* **Problem description**
Only one stretch of the listing below is wanted: the line with "Target: golden tundra grass" and all lines after it. Reproduce that stretch exactly.

* **Source material**
▶
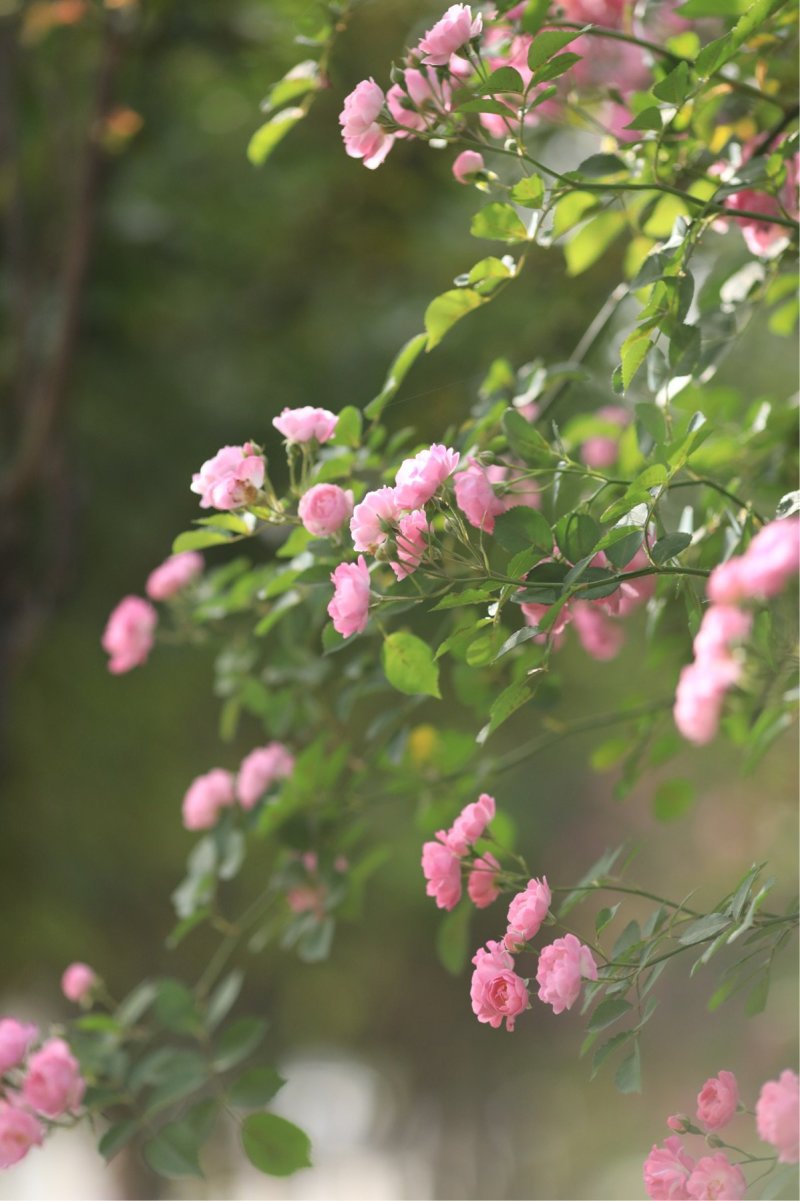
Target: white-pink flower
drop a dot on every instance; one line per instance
(231, 479)
(449, 34)
(363, 135)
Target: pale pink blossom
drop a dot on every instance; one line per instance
(418, 478)
(442, 870)
(449, 34)
(260, 770)
(15, 1040)
(411, 542)
(206, 796)
(173, 574)
(667, 1170)
(306, 424)
(716, 1101)
(467, 165)
(363, 133)
(526, 913)
(374, 518)
(19, 1130)
(562, 966)
(53, 1083)
(231, 479)
(715, 1178)
(497, 993)
(348, 607)
(129, 634)
(482, 883)
(324, 508)
(476, 497)
(470, 824)
(777, 1116)
(78, 981)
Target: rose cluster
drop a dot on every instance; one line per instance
(672, 1173)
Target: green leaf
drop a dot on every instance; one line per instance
(174, 1152)
(607, 1013)
(410, 667)
(237, 1041)
(267, 137)
(499, 222)
(448, 309)
(275, 1146)
(453, 939)
(255, 1087)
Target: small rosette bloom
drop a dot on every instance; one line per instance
(306, 424)
(173, 574)
(53, 1083)
(667, 1170)
(562, 967)
(482, 883)
(412, 543)
(362, 132)
(129, 634)
(496, 992)
(470, 824)
(15, 1040)
(419, 478)
(348, 608)
(374, 518)
(206, 796)
(19, 1130)
(715, 1178)
(260, 770)
(324, 508)
(442, 870)
(77, 983)
(449, 34)
(526, 913)
(231, 479)
(777, 1116)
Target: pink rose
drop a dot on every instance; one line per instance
(206, 796)
(348, 608)
(19, 1130)
(497, 993)
(15, 1040)
(449, 34)
(482, 884)
(418, 478)
(53, 1083)
(526, 913)
(777, 1116)
(470, 824)
(411, 542)
(467, 165)
(306, 423)
(231, 479)
(363, 135)
(716, 1177)
(716, 1101)
(666, 1171)
(261, 769)
(476, 497)
(324, 508)
(173, 574)
(374, 519)
(129, 634)
(442, 870)
(562, 966)
(77, 981)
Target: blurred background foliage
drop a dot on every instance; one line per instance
(214, 296)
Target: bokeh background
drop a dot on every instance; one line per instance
(214, 296)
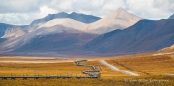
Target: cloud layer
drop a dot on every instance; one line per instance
(25, 11)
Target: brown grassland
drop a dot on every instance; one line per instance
(152, 70)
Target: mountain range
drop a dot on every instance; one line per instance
(144, 36)
(117, 33)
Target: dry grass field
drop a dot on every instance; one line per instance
(152, 70)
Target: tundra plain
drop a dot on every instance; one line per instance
(152, 70)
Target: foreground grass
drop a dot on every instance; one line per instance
(121, 81)
(150, 68)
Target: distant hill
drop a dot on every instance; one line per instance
(144, 36)
(4, 27)
(79, 17)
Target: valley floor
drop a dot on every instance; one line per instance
(152, 70)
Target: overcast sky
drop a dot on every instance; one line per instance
(25, 11)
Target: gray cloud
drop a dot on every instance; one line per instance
(25, 11)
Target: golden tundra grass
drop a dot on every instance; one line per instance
(150, 68)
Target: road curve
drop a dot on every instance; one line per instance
(116, 69)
◀
* **The answer**
Target: golden tundra grass
drop a dot on every instance; one line per instance
(150, 68)
Target: road curve
drop a dot on every instance; one line per instance
(116, 69)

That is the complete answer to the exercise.